** Records provided follows **

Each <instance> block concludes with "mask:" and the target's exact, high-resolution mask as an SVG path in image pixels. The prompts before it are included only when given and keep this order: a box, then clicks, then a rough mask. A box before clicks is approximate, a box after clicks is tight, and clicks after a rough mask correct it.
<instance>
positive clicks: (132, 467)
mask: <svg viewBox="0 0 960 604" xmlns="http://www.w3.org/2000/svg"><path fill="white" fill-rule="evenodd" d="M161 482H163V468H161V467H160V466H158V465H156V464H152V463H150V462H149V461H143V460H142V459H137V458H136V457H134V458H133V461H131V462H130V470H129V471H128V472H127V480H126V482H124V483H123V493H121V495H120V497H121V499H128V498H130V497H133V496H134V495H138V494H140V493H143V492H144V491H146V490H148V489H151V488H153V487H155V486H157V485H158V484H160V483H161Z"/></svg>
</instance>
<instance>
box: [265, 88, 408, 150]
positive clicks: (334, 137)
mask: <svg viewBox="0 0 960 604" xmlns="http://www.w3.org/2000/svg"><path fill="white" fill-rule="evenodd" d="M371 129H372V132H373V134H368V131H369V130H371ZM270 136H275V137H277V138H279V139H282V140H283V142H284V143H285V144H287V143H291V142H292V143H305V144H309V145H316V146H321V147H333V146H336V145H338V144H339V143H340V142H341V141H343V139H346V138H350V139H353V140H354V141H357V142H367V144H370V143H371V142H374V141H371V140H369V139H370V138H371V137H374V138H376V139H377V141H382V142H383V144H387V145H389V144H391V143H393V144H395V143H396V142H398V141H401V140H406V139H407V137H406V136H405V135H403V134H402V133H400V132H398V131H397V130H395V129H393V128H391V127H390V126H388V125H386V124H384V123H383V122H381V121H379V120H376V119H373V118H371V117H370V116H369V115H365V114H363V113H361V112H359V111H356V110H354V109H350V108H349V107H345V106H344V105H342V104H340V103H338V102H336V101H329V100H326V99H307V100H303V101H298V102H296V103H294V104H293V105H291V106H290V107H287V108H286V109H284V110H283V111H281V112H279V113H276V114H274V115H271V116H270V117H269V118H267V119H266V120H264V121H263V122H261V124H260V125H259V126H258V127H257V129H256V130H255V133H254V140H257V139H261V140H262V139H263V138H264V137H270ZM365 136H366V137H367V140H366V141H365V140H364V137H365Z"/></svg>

** End of Records provided **
** Records provided follows **

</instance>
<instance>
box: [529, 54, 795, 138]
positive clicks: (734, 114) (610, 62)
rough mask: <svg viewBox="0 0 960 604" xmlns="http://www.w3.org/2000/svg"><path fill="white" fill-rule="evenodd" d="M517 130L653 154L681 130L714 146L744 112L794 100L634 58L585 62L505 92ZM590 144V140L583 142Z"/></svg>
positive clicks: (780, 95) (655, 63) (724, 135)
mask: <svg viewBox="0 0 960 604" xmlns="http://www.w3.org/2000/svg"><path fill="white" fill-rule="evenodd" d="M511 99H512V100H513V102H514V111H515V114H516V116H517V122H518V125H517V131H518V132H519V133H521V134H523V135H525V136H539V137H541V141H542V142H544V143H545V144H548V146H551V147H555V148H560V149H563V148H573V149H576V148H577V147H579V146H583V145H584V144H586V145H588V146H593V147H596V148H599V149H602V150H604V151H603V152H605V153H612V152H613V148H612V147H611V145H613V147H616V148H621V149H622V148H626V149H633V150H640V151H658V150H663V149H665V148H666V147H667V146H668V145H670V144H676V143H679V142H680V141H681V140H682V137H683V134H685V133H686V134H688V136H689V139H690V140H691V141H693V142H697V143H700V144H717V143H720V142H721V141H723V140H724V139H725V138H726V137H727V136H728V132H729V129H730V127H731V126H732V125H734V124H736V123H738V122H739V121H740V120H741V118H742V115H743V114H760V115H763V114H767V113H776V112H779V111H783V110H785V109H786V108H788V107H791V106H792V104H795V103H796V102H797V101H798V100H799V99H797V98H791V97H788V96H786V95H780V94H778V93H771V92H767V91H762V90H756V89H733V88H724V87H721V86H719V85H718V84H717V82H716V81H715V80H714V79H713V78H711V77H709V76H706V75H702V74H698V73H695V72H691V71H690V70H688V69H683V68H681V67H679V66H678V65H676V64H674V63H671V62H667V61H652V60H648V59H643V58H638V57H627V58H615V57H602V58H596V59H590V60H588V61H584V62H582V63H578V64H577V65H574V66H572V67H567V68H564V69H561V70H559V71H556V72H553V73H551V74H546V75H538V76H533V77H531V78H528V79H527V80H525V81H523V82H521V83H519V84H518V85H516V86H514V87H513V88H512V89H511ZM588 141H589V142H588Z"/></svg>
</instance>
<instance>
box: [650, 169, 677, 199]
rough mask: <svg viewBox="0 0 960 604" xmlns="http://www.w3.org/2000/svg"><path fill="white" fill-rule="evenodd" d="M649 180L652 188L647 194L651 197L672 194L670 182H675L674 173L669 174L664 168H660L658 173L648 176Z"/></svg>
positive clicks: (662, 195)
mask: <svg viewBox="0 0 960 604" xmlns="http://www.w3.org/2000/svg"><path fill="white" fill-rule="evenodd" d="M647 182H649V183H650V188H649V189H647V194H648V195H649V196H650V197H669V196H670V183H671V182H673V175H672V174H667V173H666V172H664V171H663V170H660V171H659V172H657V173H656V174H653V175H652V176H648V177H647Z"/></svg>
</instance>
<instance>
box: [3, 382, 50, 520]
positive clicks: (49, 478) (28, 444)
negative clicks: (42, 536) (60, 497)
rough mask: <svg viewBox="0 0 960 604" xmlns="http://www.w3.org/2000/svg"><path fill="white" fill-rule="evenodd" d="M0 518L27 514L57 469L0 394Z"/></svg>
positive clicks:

** End of Records provided **

* Your task *
Reproduce the entries above exactly, but only the lines between the line holding "Each <instance> block" and the line holding "box: [265, 88, 408, 150]", inclusive.

* Your response *
Each <instance> block concludes with "mask:" and the target's exact, high-resolution mask as an SVG path in image pixels. The prompts before it are included only when given and keep this order: a box, then clicks, then a rough mask. A box before clicks is approximate, a box after clicks is tight, and clicks after a rough mask correct it.
<instance>
positive clicks: (132, 467)
mask: <svg viewBox="0 0 960 604" xmlns="http://www.w3.org/2000/svg"><path fill="white" fill-rule="evenodd" d="M161 482H163V468H161V467H160V466H158V465H156V464H152V463H150V462H149V461H143V460H142V459H137V458H136V457H134V458H133V461H131V462H130V470H129V471H128V472H127V480H126V482H124V483H123V493H121V495H120V497H121V499H128V498H130V497H133V496H134V495H138V494H140V493H143V492H144V491H146V490H148V489H151V488H153V487H155V486H157V485H158V484H160V483H161Z"/></svg>
</instance>
<instance>
box: [265, 88, 408, 150]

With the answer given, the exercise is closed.